REQUIRED TASK: Write out every one of the entries below word for word, leaving out the pictures.

WORKING DATA:
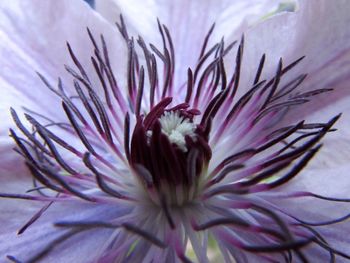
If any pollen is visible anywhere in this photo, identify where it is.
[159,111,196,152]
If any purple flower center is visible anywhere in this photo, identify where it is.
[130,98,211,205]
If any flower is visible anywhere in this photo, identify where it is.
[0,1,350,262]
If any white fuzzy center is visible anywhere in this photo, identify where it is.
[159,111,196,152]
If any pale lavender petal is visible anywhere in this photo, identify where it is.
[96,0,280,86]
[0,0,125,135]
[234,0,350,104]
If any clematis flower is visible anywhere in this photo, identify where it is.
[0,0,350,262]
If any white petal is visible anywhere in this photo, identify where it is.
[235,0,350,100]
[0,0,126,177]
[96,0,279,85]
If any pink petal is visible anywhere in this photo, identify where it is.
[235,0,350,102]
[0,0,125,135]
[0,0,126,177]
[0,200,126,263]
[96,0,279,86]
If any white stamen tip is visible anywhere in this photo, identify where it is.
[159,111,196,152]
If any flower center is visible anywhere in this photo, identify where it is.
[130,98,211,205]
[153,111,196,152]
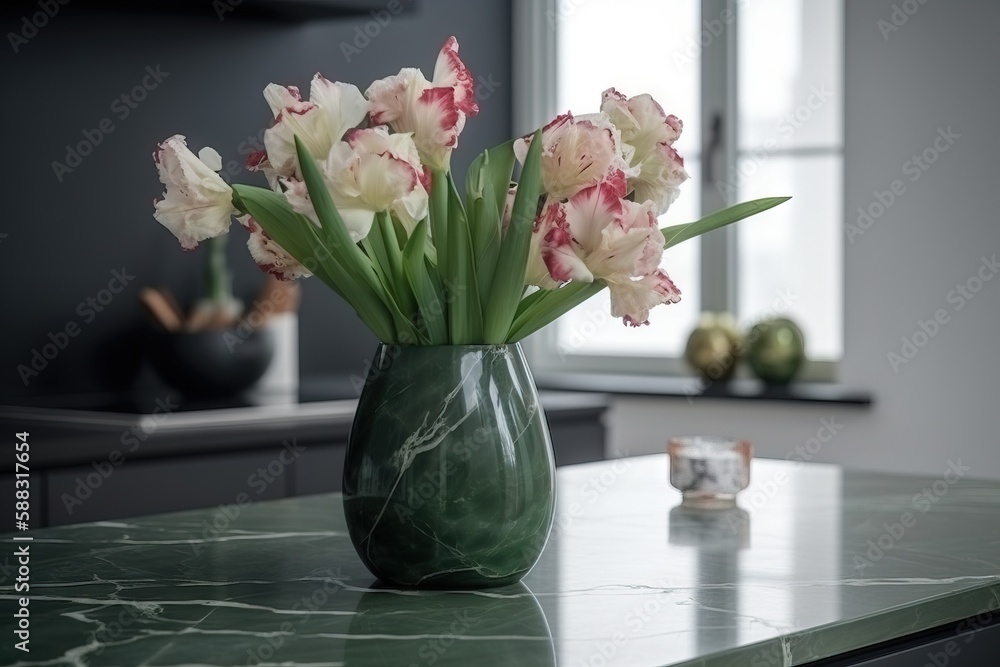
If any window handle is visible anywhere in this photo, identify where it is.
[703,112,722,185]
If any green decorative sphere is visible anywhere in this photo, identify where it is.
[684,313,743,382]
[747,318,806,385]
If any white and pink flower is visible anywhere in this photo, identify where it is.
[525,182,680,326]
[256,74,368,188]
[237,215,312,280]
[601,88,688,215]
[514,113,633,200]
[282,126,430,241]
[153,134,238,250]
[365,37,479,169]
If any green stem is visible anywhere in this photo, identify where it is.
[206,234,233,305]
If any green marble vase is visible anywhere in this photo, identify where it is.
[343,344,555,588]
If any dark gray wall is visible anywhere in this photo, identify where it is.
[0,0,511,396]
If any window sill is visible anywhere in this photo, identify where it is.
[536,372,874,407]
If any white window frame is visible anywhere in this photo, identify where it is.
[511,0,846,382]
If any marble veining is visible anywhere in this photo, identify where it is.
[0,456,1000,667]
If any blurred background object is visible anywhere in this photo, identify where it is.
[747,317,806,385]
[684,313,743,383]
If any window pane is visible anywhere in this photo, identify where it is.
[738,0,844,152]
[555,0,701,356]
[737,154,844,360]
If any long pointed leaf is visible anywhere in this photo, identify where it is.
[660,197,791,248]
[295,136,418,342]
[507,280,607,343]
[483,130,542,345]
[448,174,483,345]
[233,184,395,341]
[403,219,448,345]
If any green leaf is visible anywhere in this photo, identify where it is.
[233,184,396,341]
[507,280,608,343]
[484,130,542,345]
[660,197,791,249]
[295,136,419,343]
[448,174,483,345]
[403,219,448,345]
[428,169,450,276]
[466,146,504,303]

EXERCISE RESULT:
If any pollen is visible anywhere in this photo, identify where it is.
[159,111,196,152]
If any purple flower center is visible anywhere in this photo, identify where it is.
[130,98,211,205]
If any flower is visible anywhere in this photo, identify where it is.
[0,1,350,262]
If any white fuzzy center is visible anywhere in this photo, identify where it is.
[159,111,196,152]
If any pale lavender petal is visible anywhere in this photo, identify where it is.
[96,0,280,86]
[0,0,125,135]
[234,0,350,104]
If any clematis flower is visible anywhere in this photo, identify where it is.
[0,0,350,262]
If any white petal is visible anywhere in this photo, identify where it is.
[235,0,350,100]
[0,0,126,177]
[96,0,279,85]
If any pink petal is visible anywhere in this photo, identify where it is.
[235,0,350,102]
[0,0,125,135]
[0,0,126,177]
[0,200,126,263]
[96,0,279,86]
If any white stamen tip is visible anywhere in this photo, identify where it is.
[159,111,196,152]
If any flower center is visible anywhere in this photo, identify where it is.
[130,98,211,205]
[153,111,196,152]
If any window handle is visible anywhere in this photo, identify where it is.
[703,112,722,185]
If any green decorative sphere is visible anywhere in this photo, identify where it is.
[684,313,743,382]
[747,318,806,385]
If any white and pink flower is visible anywhere in this photo, identify where it is.
[525,182,680,326]
[256,74,368,188]
[237,215,312,280]
[601,88,688,215]
[514,113,633,200]
[282,126,430,241]
[153,134,238,250]
[365,37,479,169]
If any green stem is visible anywhere in this photo, identify where it is.
[206,234,233,305]
If any green marble vase is visible anywhere in this photo, identify where it is.
[343,344,555,588]
If any dark gray wall is visible anywhere in this photo, identify where it is.
[0,0,511,396]
If any window sill is visible anywhere in this photo, identify where it is.
[536,372,874,407]
If any white window frame is visible anywhere in this photo, identify where it is.
[511,0,846,382]
If any marble veining is visible anywhere in this photo, identify where it is.
[0,456,1000,667]
If any blurred background object is visible anywhere in this photo, identify where it is.
[747,317,806,385]
[684,313,743,383]
If any window pane is visible anywhere in this photo, identify where it is.
[738,0,844,152]
[555,0,701,356]
[737,154,844,360]
If any long pointed leaf is visible anywhere in this photo, identify where it is.
[660,197,791,248]
[295,136,418,342]
[507,280,607,343]
[483,130,542,345]
[448,174,483,345]
[233,184,395,341]
[403,219,448,345]
If any green leaf is visible anywhere in this photo, identify where it is.
[233,184,396,341]
[507,280,608,343]
[484,130,542,345]
[660,197,791,249]
[295,136,419,343]
[448,174,483,345]
[403,219,448,345]
[428,169,450,276]
[466,146,504,303]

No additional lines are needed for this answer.